(WORK TO COMPLETE):
Copy the listing from its first line through the line with "box: [18, 8, 600, 263]", swapping "rough mask" for "coarse mask" and leaving everything else untouched.

────────

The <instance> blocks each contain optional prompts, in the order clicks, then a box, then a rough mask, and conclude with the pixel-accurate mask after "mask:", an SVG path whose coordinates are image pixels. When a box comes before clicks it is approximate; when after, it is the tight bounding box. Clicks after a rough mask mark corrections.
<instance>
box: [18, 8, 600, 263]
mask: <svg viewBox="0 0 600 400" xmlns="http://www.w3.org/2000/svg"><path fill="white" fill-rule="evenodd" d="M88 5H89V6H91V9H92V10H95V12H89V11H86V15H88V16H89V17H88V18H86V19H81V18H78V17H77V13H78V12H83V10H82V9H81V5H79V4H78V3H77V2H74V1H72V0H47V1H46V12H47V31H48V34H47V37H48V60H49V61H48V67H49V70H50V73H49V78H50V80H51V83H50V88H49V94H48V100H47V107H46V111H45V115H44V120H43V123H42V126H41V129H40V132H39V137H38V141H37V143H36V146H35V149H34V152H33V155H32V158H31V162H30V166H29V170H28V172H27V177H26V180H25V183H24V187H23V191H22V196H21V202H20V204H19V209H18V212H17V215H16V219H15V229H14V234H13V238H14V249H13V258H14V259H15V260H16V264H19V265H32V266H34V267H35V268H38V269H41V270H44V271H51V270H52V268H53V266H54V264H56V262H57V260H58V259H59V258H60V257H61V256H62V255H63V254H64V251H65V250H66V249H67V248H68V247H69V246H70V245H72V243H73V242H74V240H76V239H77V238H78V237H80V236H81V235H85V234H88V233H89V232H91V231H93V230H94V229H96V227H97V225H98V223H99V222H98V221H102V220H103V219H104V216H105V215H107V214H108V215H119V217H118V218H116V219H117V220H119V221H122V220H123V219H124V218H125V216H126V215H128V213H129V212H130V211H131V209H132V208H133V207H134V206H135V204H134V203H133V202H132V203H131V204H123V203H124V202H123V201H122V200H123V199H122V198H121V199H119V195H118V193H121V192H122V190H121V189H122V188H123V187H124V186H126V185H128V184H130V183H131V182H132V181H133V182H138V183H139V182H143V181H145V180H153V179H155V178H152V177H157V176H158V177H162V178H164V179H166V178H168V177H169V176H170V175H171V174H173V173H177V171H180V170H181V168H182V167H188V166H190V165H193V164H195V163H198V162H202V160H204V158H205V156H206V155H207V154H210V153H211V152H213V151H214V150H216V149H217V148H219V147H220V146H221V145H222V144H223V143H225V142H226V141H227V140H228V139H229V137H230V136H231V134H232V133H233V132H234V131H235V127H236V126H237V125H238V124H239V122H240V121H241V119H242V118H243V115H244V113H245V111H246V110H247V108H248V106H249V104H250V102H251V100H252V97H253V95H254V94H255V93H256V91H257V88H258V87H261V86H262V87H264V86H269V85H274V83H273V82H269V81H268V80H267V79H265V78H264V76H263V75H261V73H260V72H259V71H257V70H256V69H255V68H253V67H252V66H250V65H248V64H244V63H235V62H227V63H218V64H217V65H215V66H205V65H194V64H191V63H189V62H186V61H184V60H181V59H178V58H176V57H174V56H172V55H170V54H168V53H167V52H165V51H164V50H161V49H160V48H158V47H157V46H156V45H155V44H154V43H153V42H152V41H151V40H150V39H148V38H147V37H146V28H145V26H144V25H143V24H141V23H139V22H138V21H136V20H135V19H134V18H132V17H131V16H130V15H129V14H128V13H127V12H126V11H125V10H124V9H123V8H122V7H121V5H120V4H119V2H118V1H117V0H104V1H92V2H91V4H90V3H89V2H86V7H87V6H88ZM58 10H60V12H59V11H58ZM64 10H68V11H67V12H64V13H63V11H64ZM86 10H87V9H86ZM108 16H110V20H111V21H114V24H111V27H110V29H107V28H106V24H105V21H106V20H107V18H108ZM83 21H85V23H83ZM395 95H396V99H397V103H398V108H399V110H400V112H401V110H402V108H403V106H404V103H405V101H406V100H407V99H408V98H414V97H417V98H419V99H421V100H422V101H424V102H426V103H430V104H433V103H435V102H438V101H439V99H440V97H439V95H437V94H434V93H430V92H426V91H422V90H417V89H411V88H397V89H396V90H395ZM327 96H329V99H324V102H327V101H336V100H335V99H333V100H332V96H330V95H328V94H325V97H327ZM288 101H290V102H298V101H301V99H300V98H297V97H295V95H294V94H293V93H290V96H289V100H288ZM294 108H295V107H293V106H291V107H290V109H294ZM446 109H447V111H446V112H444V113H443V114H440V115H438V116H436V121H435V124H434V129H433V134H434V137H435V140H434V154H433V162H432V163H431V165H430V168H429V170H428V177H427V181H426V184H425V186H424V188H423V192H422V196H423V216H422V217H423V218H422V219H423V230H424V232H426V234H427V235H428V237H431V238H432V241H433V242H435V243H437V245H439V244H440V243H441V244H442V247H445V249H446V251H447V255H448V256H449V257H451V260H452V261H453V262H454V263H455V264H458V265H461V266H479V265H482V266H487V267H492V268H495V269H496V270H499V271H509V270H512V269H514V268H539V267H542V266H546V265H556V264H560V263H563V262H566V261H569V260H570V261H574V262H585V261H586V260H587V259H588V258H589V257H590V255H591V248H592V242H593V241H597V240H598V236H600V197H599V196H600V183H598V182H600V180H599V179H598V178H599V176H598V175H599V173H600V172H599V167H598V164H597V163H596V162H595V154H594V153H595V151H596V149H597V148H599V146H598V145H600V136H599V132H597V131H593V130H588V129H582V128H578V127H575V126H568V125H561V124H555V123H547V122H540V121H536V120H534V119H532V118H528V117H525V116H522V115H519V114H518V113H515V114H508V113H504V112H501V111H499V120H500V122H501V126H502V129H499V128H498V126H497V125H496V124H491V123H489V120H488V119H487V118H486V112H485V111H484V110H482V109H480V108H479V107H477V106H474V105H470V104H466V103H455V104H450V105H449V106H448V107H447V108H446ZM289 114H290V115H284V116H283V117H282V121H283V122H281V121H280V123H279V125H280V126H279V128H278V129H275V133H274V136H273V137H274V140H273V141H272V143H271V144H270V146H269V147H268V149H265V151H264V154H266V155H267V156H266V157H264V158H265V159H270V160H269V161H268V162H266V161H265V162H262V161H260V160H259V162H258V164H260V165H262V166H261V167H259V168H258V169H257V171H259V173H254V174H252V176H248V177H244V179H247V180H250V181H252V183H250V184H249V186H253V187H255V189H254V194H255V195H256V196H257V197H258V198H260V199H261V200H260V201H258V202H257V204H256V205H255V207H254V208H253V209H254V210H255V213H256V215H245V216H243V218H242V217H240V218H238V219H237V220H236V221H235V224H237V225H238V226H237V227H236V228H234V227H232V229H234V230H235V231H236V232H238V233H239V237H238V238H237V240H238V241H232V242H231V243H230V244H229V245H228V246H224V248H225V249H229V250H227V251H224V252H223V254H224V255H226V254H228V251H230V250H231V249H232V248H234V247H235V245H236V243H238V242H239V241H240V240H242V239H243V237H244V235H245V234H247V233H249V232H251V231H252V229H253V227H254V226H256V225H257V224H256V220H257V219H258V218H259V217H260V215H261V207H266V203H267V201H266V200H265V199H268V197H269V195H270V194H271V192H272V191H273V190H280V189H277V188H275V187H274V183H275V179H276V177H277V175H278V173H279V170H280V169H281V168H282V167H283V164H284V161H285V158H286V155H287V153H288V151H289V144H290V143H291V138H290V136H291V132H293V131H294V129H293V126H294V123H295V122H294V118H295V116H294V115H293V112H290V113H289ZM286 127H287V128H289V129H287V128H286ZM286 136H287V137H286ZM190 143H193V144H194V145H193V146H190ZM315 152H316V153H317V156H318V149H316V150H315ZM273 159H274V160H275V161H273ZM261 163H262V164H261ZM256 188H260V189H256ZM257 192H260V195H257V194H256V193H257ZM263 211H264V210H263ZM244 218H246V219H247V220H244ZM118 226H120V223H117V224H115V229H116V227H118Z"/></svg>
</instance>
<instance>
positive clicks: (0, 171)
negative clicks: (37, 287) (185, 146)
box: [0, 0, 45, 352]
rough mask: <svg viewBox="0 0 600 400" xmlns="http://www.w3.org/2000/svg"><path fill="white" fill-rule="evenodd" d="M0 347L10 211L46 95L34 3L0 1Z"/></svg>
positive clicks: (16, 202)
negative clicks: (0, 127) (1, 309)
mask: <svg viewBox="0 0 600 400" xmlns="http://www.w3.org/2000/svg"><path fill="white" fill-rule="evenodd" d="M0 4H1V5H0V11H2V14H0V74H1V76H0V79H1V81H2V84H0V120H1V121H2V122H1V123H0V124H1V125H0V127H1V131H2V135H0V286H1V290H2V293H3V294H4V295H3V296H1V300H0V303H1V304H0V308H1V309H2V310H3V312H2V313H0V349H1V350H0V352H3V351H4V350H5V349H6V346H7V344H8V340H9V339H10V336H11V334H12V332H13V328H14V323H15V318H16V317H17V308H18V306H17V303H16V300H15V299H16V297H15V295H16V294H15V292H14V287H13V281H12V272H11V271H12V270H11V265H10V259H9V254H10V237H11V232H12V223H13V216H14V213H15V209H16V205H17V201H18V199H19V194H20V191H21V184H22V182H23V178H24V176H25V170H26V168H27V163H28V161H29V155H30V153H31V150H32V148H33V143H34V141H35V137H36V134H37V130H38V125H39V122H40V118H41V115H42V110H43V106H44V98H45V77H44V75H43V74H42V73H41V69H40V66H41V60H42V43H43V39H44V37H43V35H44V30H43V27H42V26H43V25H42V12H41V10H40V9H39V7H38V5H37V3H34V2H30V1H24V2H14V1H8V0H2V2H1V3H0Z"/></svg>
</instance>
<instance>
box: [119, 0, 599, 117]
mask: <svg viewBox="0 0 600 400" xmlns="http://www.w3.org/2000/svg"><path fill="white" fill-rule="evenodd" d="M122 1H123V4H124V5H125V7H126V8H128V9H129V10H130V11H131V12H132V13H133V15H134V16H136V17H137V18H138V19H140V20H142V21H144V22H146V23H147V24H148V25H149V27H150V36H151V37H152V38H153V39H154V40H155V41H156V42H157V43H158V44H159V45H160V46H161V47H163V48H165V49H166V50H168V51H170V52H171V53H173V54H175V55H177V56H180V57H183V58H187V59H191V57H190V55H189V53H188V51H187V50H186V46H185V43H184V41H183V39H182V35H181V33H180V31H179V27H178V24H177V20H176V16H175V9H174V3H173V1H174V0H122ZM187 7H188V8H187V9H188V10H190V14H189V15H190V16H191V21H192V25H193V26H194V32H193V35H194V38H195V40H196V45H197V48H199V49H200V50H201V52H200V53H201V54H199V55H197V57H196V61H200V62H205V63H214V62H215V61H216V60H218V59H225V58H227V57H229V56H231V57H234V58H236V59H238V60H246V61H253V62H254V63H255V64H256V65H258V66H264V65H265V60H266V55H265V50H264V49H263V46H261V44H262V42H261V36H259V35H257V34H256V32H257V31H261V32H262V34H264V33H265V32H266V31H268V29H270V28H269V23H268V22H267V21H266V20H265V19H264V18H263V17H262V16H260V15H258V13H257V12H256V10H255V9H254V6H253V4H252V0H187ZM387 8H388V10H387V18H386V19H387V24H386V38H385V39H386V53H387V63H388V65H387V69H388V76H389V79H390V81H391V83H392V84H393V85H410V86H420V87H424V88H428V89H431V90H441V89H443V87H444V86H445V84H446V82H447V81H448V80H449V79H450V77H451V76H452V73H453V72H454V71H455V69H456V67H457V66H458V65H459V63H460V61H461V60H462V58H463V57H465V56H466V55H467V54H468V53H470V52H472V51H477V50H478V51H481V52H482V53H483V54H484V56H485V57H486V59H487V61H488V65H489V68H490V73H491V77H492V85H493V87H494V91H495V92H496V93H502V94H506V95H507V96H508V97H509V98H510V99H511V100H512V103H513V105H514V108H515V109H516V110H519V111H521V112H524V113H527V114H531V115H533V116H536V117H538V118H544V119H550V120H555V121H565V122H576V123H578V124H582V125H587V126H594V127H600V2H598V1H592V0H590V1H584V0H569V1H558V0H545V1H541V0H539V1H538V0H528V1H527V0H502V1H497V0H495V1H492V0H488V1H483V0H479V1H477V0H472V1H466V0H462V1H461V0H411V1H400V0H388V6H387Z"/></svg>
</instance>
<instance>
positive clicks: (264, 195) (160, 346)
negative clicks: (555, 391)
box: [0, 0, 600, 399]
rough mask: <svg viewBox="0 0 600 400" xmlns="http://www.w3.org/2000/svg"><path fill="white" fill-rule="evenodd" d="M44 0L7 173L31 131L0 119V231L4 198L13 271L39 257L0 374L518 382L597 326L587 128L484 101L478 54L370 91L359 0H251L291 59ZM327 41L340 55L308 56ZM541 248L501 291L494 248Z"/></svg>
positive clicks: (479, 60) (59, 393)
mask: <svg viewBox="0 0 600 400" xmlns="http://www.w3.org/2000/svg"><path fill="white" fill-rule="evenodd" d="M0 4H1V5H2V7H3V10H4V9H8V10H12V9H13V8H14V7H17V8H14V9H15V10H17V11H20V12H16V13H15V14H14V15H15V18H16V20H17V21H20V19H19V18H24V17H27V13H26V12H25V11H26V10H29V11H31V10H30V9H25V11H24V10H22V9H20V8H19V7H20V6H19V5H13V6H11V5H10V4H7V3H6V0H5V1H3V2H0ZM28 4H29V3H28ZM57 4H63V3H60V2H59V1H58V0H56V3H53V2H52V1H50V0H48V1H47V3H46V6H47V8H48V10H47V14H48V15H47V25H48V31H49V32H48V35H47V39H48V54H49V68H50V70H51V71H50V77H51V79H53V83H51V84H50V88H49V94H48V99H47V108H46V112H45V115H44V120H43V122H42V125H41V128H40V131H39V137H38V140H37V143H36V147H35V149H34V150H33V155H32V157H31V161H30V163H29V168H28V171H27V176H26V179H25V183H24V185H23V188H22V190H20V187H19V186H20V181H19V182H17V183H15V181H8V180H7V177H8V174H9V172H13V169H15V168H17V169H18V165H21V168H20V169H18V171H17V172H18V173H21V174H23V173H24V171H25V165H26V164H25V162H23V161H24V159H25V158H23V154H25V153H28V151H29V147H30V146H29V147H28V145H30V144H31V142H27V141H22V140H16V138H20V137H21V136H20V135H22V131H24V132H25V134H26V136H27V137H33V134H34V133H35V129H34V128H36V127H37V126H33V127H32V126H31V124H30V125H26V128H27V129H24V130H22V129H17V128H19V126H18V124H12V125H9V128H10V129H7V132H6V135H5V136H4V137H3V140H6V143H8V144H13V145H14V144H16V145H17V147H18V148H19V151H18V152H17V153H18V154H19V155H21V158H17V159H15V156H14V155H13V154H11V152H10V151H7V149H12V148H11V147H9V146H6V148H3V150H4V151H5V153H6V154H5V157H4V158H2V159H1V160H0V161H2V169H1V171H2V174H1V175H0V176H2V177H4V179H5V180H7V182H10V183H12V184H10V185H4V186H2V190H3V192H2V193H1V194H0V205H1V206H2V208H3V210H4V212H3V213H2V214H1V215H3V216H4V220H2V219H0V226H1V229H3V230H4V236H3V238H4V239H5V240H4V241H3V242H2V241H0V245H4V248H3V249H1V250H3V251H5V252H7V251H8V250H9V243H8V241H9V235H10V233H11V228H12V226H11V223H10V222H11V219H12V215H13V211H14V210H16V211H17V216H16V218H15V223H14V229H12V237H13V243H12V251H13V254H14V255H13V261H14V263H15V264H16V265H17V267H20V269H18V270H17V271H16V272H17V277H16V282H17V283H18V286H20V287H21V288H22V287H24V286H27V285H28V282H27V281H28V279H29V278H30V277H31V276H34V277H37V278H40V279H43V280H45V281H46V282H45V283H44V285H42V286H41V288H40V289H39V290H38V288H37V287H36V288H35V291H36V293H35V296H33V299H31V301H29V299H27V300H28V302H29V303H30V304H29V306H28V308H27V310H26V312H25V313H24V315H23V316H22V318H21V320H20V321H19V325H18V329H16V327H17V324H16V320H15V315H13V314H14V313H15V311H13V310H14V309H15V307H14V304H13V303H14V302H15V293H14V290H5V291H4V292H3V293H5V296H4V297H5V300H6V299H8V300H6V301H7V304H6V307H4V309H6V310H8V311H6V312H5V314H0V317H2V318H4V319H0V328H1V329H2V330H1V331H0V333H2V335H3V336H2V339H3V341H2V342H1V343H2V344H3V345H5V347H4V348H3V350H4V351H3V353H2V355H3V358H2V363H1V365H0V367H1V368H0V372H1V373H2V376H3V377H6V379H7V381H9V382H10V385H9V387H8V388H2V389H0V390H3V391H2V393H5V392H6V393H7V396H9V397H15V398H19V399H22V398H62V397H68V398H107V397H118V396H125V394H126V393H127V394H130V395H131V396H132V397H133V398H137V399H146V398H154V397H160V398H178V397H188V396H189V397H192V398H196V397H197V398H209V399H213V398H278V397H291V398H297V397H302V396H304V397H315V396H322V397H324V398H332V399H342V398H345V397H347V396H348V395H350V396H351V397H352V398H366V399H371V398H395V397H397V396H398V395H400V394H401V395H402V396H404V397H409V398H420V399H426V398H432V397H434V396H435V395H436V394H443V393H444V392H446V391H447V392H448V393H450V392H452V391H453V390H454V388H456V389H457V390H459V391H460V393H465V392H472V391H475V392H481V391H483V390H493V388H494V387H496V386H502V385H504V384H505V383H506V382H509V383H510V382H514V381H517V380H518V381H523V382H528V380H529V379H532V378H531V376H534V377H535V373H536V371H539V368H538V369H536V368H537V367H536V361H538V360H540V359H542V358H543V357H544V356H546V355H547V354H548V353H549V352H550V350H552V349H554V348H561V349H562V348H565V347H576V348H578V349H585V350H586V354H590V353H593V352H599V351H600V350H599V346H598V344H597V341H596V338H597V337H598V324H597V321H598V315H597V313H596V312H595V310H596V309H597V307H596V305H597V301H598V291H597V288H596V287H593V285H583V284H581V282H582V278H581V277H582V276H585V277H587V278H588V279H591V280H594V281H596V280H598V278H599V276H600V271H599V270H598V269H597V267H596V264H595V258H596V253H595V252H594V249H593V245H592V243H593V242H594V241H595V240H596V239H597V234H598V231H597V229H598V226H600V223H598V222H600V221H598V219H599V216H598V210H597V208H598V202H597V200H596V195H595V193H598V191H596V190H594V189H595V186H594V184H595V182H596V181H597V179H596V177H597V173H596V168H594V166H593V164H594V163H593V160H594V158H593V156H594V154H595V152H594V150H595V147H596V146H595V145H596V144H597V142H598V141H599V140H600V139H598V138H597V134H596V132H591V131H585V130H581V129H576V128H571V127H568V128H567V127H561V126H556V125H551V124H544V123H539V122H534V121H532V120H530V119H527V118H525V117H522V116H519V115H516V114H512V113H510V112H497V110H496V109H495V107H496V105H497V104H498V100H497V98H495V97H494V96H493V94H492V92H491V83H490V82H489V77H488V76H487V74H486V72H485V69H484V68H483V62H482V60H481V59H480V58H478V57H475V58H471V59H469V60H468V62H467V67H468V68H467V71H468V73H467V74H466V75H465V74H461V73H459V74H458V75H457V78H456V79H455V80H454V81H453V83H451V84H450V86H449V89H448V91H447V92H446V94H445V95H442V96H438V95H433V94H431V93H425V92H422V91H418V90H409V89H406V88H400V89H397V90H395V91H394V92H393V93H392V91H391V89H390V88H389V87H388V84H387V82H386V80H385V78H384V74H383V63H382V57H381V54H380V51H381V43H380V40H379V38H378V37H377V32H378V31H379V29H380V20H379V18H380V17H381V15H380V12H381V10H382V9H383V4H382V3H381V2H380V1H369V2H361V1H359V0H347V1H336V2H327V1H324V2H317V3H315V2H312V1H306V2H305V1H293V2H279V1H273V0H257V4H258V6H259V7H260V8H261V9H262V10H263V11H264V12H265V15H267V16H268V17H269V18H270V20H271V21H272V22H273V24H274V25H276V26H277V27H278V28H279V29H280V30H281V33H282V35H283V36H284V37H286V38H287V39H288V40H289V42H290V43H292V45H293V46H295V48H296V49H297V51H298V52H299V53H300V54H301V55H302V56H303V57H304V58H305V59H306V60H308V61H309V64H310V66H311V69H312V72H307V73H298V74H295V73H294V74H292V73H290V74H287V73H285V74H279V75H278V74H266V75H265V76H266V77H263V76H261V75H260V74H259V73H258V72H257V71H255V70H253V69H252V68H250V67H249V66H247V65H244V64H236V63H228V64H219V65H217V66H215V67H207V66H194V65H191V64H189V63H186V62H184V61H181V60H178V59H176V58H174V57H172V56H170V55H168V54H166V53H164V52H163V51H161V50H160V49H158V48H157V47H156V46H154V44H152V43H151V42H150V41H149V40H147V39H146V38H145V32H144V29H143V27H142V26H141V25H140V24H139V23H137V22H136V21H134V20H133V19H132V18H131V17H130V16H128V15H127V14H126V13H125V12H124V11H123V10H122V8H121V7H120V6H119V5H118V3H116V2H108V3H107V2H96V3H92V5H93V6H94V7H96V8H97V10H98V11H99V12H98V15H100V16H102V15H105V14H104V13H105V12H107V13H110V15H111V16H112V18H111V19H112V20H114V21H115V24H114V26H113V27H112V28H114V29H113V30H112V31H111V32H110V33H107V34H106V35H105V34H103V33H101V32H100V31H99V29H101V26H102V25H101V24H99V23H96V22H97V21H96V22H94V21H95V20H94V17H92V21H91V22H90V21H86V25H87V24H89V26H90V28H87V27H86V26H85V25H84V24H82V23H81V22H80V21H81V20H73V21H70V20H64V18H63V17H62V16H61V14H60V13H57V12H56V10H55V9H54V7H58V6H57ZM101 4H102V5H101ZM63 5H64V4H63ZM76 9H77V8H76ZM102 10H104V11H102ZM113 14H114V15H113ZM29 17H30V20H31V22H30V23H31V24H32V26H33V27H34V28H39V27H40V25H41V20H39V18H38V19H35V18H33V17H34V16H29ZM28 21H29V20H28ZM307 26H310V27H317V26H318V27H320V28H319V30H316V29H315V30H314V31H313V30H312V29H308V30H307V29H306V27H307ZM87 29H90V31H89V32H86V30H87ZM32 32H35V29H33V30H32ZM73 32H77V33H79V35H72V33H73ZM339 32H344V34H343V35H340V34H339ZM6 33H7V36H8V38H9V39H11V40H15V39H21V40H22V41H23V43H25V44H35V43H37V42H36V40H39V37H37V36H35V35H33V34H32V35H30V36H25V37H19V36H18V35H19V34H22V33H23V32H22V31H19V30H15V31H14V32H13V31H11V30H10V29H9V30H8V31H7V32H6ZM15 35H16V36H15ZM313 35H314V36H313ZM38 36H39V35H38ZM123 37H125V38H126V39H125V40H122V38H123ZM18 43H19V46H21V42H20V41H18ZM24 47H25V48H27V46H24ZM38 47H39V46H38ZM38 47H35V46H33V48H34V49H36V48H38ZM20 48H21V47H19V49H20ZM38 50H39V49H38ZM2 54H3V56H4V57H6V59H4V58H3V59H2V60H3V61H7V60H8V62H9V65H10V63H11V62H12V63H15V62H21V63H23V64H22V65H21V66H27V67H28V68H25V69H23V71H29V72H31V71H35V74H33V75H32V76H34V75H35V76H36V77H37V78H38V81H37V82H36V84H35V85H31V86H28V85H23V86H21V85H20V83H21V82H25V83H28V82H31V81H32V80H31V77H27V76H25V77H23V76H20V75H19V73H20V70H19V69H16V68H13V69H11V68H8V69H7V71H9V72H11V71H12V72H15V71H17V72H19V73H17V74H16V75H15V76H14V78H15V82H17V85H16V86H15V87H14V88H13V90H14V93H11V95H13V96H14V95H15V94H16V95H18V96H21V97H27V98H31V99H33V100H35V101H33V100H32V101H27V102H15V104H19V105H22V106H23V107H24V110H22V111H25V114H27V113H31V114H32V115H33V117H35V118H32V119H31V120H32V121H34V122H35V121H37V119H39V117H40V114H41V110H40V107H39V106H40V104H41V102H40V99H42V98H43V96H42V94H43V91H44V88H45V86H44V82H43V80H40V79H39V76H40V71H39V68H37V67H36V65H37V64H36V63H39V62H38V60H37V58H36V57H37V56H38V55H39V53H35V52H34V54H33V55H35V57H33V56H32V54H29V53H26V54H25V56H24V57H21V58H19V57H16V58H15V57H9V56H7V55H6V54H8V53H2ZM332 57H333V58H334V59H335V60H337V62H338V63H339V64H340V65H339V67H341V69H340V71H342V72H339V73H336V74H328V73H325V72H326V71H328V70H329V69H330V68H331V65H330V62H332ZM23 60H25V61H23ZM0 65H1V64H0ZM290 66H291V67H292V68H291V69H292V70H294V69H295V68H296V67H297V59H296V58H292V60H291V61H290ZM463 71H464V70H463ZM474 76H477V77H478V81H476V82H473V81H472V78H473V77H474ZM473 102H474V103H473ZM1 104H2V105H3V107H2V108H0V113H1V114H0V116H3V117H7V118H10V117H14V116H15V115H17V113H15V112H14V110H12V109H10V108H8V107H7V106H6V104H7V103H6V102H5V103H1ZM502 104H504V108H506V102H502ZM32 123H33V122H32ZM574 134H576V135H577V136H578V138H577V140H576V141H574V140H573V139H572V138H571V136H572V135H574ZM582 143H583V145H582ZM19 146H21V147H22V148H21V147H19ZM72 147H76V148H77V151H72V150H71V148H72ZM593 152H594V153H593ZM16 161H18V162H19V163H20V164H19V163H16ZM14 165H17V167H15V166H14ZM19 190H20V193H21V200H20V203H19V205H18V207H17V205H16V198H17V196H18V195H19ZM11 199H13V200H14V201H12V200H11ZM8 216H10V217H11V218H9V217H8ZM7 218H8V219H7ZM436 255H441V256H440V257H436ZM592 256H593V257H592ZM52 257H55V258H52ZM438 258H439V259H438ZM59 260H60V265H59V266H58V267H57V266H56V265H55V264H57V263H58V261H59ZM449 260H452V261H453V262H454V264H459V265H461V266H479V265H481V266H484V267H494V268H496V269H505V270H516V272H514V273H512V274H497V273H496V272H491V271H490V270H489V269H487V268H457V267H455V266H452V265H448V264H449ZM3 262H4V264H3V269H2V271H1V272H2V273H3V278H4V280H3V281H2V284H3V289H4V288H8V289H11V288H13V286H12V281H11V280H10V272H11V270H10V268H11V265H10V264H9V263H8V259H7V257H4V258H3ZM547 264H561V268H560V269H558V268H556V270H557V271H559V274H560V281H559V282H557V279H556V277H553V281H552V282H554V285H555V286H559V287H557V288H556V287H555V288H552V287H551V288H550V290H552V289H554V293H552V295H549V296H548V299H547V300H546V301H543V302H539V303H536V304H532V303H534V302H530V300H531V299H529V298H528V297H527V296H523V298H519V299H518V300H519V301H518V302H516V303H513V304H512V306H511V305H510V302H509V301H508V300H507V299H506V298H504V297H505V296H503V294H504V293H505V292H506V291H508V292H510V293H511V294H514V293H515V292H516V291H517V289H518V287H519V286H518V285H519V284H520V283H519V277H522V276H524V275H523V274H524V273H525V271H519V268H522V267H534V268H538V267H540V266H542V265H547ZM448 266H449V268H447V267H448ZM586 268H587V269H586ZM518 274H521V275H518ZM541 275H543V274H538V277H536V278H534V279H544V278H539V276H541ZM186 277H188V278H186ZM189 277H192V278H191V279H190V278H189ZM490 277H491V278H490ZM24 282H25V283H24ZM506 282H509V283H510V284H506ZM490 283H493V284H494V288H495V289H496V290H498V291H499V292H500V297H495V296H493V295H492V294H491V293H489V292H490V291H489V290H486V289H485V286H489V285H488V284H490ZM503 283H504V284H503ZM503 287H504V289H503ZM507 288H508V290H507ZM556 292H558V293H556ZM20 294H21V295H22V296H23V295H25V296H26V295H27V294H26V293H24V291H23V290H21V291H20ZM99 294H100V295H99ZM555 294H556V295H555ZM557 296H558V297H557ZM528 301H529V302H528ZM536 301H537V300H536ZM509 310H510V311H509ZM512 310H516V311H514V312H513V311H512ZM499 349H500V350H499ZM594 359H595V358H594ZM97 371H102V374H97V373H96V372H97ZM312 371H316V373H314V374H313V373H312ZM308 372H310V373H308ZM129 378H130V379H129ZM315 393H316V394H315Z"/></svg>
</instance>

────────

(RESULT BELOW):
The <instance> blocks each contain optional prompts, in the order clicks, then a box, then a coarse mask, and conclude with the pixel-accurate mask after "mask:", an SVG path whose coordinates are image pixels. When a box comes before clicks it is approximate; when after, it is the tight bounding box. Clicks after a coarse mask mark corrections.
<instance>
box: [18, 8, 600, 263]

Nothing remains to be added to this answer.